His nephew, Jamal, played basketball at the University of Oklahoma and University of Texas El Paso.

On July 26, 2026, Bieniemy's wife Mia was reportedly shot at their home in Ashburn, Virginia; their son Elijah was arrested and charged with three felonies: use of a firearm in the commission of a felony, malicious wounding and discharging a firearm within a building. Mia was hospitalized with multiple gunshot wounds. Elijah was held at a Loudoun County detention center without bond. Mia Bieniemy was later reported to be in stable condition.

==Legal issues==
Bieniemy was arrested along with Colorado teammate Kanavis McGhee following a bar fight in February 1988. McGhee said the dispute arose after Bieniemy alleged that he had been called a "nigger" by a bar patron. He pleaded no contest to disorderly conduct and was sentenced to community service. Bieniemy also received discipline from head coach Bill McCartney.
★ ★ ★ ★
▸ EXERCISE:
In the text about Bieniemy, condense the paragraph beginning "On July 26, 2026" into a short bulleted list that keeps its main facts.

▸ Referring expression pointing data:
★ ★ ★ ★
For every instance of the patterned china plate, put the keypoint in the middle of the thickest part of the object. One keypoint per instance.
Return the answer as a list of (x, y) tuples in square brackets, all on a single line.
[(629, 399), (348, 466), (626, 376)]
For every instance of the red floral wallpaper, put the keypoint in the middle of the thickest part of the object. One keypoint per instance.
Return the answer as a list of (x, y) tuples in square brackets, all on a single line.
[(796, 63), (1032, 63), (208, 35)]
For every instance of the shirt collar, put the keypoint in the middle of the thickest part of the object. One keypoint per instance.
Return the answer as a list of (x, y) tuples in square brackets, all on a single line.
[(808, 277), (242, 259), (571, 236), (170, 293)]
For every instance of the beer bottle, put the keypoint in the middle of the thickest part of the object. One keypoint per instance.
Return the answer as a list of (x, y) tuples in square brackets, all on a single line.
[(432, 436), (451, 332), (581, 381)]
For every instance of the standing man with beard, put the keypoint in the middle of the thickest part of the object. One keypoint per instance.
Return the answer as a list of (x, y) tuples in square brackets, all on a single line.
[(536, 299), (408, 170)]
★ ★ ★ ★
▸ SOLUTION TO THIS EXERCISE:
- July 26, 2026: Bieniemy's wife, Mia, was reportedly shot at their home in Ashburn, Virginia.
- Their son Elijah was arrested and charged with three felonies: use of a firearm in the commission of a felony, malicious wounding, and discharging a firearm within a building.
- Mia was hospitalized with multiple gunshot wounds and was later reported to be in stable condition.
- Elijah was held without bond at a Loudoun County detention center.